== Provided passage ==

@phdthesis{01HGX4M0TCVKDF7X0TNHRST5XF,
  abstract     = {{Power systems around the world are witnessing changes that are unprecedented in the history of the electricity grid. The power system from the very beginning has heavily relied upon conventional energy sources such as coal and oil. The reason being the abundance and acceptable efficiency of these sources. The growing demand of electricity and constantly depleting dispatchable sources of energy kindled the need for alternatives. The negative environmental impact of the usage of these sources is evident. The dominance of fossil fuels in the energy industry led to unforeseen detriment to the climate. Such fuels are the main driver of global warming. Their usage release vast amount of harmful greenhouse gases (GHG) such as carbon dioxide CO2. These GHG are responsible for trapping a great amount of heat in the earth's atmosphere leading to disastrous outcomes, droughts, changed rainfall patterns and higher temperatures, to name a few.

Considering the fact that the continued usage of conventional energy sources can result in an irreparable damage to the environment, the world is moving towards an energy transition. Energy transition refers to the shift from conventional polluting energy sources to clean and more sustainable alternatives. The aim is to combat the climate change by reducing GHG and confine or possibly reduce the environmental damage. An irreplaceable tool for this transition is more reliance on renewable energy. Renewable energy sources have the potential to transform the energy system by making it more sustainable. Some of the prime renewable energy sources are wind, solar, hydro, tidal, geothermal and biomass. The energy generated from such sources are tapped from natural processes that have lesser or no impact on the environment. Generating energy from renewable sources does not emit GHG and pollute the atmosphere like fossil fuels. The numerous benefits of renewable energy include improved health due to less air pollution, clean and sustainable energy system, energy security, etc. These advantages have led to a prominence of renewable energy in the past decades. With each passing year the share of renewable energy in the energy mix is increasing, leading a pathway to a more sustainable power system.

Amongst the renewable energy sources, wind energy has the promise of providing an efficient mode of clean energy. Wind energy works on the principle of converting kinetic energy available in the wind to usable electrical energy. At the power production stage, modern wind turbines do not produce any GHG, making them an ideal and reliable alternative for the energy transition. Its abundant and inexhaustible nature makes it a suitable form of energy generation across the world. As a result, with time and improved technologies, wind energy has become more accessible and is now used in international grids as well as small ill-connected island networks. Despite all its benefits, the seamless inclusion of wind energy into the power system does not come without challenges.

===
== Dataset records ==

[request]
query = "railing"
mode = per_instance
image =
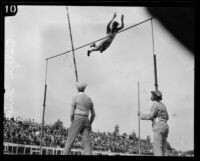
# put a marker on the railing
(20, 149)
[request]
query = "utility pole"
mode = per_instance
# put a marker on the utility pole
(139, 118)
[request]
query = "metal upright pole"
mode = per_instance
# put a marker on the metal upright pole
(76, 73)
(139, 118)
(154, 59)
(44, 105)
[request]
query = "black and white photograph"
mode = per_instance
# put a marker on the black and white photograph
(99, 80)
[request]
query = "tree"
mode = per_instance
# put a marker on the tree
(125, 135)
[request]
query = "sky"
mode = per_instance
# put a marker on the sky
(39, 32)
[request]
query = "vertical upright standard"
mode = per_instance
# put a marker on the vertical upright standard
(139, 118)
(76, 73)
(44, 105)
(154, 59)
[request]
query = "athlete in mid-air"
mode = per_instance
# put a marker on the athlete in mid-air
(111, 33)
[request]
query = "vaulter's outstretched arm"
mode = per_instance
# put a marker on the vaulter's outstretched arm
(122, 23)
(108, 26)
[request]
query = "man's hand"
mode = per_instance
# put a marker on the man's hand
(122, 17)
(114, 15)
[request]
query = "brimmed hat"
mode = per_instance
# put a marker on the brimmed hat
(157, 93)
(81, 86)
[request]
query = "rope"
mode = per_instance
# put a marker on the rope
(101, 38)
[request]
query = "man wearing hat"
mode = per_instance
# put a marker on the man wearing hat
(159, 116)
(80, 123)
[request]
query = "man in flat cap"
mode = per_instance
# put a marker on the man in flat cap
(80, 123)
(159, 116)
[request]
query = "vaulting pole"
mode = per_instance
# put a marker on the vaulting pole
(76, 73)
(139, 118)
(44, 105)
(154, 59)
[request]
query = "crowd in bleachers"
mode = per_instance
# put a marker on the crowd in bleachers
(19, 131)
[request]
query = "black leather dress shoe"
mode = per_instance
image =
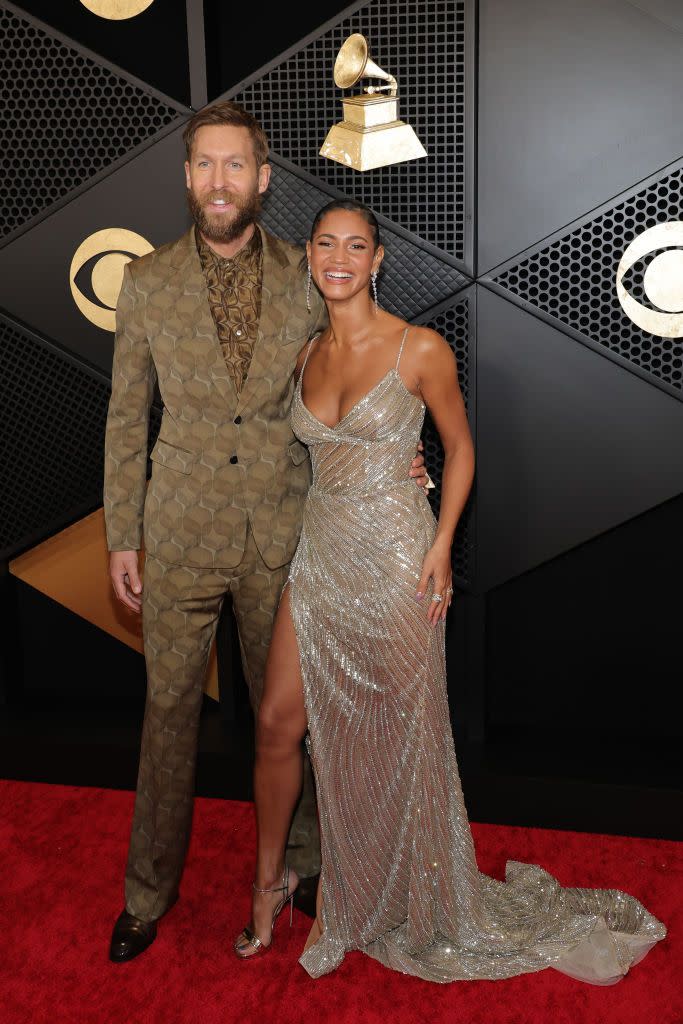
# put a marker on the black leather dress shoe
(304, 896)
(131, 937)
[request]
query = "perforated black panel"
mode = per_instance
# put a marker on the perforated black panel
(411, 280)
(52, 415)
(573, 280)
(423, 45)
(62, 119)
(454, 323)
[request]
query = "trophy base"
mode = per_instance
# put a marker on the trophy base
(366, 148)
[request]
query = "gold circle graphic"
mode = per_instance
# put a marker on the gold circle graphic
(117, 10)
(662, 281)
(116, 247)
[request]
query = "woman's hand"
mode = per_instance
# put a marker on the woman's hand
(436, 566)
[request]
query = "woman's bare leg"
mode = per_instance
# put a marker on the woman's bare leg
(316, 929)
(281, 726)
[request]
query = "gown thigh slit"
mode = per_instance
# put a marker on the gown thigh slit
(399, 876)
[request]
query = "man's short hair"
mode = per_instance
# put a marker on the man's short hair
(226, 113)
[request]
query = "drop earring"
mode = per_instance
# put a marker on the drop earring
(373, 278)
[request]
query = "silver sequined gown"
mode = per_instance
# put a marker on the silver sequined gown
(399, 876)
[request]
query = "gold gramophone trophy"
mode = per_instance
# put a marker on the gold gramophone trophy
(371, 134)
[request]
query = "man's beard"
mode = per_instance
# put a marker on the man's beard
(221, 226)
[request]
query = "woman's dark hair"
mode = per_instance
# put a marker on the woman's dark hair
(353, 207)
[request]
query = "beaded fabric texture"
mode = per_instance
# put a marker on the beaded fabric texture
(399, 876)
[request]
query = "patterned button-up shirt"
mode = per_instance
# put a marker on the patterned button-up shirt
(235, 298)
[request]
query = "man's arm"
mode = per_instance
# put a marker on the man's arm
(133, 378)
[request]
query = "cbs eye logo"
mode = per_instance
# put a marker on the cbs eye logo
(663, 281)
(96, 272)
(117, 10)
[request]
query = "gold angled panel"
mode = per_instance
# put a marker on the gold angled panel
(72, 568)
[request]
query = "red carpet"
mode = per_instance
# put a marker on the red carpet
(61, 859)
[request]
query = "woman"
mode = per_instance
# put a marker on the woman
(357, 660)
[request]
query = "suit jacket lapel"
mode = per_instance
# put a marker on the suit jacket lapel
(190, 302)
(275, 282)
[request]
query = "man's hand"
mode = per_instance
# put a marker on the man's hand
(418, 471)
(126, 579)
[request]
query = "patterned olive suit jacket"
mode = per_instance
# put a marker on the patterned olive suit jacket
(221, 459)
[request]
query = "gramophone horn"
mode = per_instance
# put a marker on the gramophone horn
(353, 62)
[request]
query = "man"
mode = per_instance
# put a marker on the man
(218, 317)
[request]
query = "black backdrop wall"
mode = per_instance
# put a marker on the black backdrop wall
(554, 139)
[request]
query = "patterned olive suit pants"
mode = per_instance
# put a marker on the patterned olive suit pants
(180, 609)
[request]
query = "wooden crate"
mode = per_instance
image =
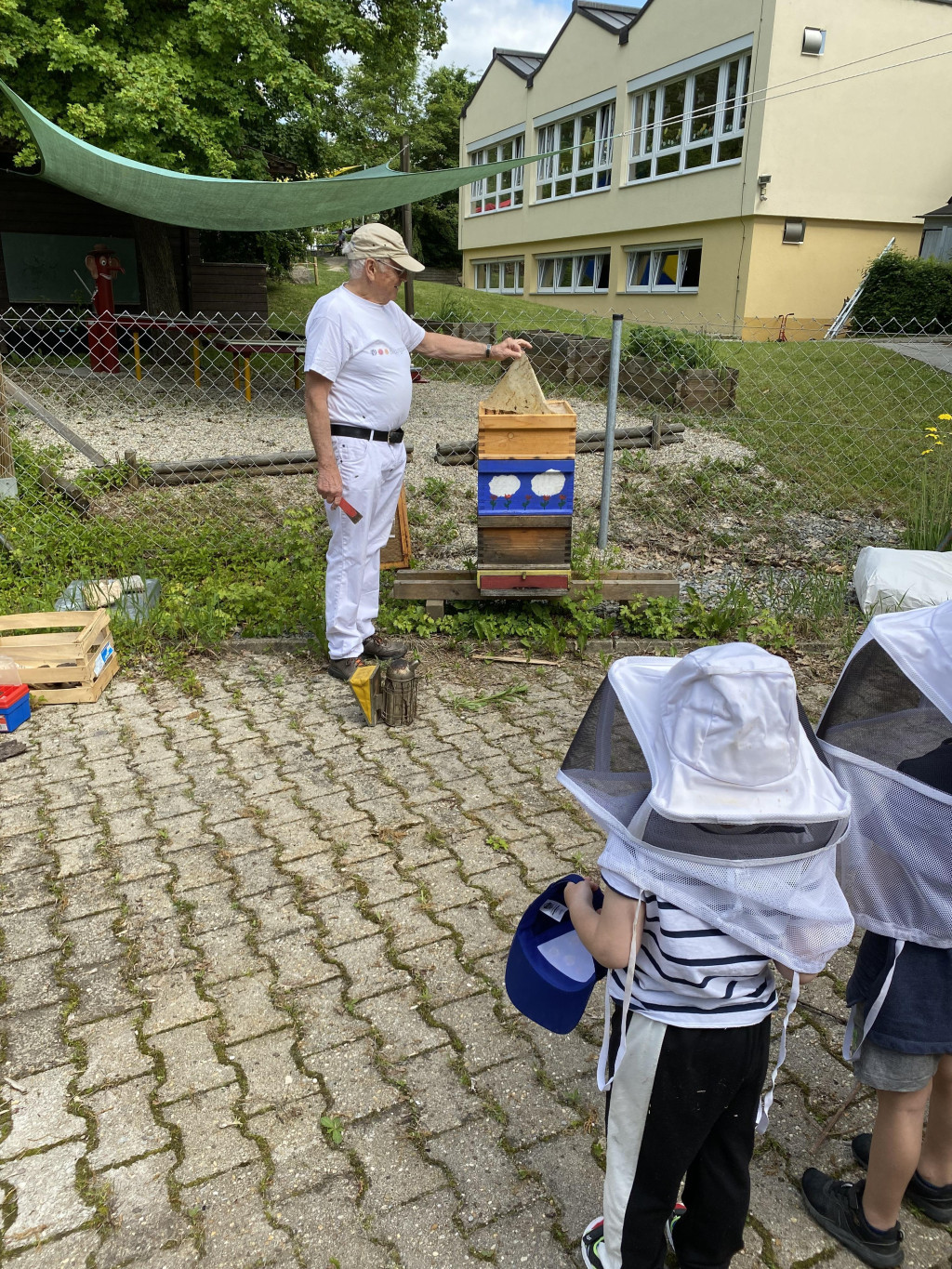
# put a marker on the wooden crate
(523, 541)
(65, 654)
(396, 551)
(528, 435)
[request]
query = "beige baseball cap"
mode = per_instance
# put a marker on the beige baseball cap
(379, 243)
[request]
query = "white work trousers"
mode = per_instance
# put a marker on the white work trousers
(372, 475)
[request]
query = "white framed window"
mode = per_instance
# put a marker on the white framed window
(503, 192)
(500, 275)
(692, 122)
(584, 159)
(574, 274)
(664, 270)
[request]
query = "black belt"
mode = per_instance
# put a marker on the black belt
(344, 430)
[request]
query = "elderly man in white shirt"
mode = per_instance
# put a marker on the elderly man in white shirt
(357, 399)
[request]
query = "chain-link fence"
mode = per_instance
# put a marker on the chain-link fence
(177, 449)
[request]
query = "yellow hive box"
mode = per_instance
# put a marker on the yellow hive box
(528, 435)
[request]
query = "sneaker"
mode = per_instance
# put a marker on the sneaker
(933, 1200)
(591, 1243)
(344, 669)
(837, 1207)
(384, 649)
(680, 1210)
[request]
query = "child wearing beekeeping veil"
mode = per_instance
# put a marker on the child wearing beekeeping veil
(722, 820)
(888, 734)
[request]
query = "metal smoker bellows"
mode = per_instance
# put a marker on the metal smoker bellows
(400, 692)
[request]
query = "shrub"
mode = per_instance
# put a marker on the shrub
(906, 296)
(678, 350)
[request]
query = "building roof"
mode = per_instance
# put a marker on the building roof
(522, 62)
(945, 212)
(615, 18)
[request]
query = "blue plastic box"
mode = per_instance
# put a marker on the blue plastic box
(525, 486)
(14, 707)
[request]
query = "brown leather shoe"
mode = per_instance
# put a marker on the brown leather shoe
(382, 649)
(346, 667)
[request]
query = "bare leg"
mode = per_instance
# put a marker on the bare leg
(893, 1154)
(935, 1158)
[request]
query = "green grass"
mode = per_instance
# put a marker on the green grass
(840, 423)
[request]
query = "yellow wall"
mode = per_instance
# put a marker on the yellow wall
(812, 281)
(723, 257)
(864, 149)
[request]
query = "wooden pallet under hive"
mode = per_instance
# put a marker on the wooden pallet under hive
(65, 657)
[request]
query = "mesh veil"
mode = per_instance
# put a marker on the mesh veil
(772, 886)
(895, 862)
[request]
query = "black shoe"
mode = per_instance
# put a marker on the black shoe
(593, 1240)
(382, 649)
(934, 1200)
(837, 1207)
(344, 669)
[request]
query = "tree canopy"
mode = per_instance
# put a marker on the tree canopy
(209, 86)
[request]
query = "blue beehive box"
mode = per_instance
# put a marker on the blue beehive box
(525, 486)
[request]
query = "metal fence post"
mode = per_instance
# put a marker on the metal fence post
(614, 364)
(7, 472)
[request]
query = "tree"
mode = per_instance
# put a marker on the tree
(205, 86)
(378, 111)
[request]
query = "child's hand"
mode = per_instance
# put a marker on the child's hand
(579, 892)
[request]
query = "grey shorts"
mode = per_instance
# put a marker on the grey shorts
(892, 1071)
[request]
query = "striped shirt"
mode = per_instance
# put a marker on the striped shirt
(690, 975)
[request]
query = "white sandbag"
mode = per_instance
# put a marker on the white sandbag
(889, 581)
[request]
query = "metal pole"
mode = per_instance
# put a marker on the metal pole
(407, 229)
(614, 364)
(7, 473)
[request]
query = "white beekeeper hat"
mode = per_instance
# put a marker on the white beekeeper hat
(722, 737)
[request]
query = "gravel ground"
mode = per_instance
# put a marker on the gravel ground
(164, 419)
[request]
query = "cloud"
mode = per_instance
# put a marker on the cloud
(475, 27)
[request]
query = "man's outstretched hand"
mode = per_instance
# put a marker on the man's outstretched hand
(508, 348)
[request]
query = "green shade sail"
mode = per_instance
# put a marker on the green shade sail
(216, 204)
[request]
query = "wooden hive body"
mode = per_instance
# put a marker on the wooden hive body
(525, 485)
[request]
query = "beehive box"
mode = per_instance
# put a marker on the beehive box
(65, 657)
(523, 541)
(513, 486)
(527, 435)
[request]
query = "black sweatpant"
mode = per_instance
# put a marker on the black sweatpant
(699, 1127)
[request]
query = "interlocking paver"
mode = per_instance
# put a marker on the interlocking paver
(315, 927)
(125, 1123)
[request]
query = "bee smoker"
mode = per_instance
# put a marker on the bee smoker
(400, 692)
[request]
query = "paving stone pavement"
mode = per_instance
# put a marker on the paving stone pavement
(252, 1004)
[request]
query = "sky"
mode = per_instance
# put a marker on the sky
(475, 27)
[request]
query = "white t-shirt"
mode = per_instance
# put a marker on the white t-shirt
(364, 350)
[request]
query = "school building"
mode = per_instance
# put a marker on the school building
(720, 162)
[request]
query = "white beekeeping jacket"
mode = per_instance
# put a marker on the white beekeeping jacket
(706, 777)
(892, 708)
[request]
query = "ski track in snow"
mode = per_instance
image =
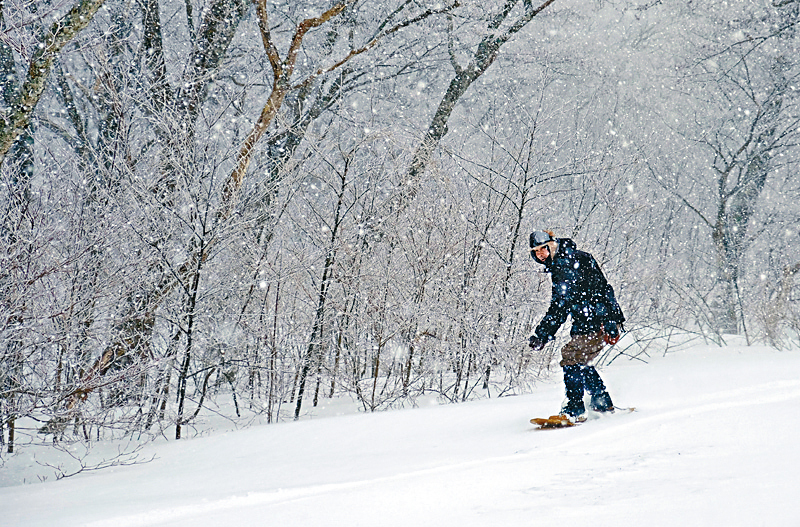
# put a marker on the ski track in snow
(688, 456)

===

§ Goal 1
Can you return the abstract's wording from "Amongst the renewable" to "come without challenges.", copied word for word?
§ Goal 2
Do these statements agree with the abstract? Answer each with yes or no, and quote the deciding words. (a) Modern wind turbines emit no greenhouse gases at the power production stage. (b) Geothermal is named among the prime renewable energy sources. (c) Wind energy is used only in large international grids.

§ Expected output 1
Amongst the renewable energy sources, wind energy has the promise of providing an efficient mode of clean energy. Wind energy works on the principle of converting kinetic energy available in the wind to usable electrical energy. At the power production stage, modern wind turbines do not produce any GHG, making them an ideal and reliable alternative for the energy transition. Its abundant and inexhaustible nature makes it a suitable form of energy generation across the world. As a result, with time and improved technologies, wind energy has become more accessible and is now used in international grids as well as small ill-connected island networks. Despite all its benefits, the seamless inclusion of wind energy into the power system does not come without challenges.

§ Expected output 2
(a) Yes: "At the power production stage, modern wind turbines do not produce any GHG"
(b) Yes: "Some of the prime renewable energy sources are wind, solar, hydro, tidal, geothermal and biomass."
(c) No: "is now used in international grids as well as small ill-connected island networks"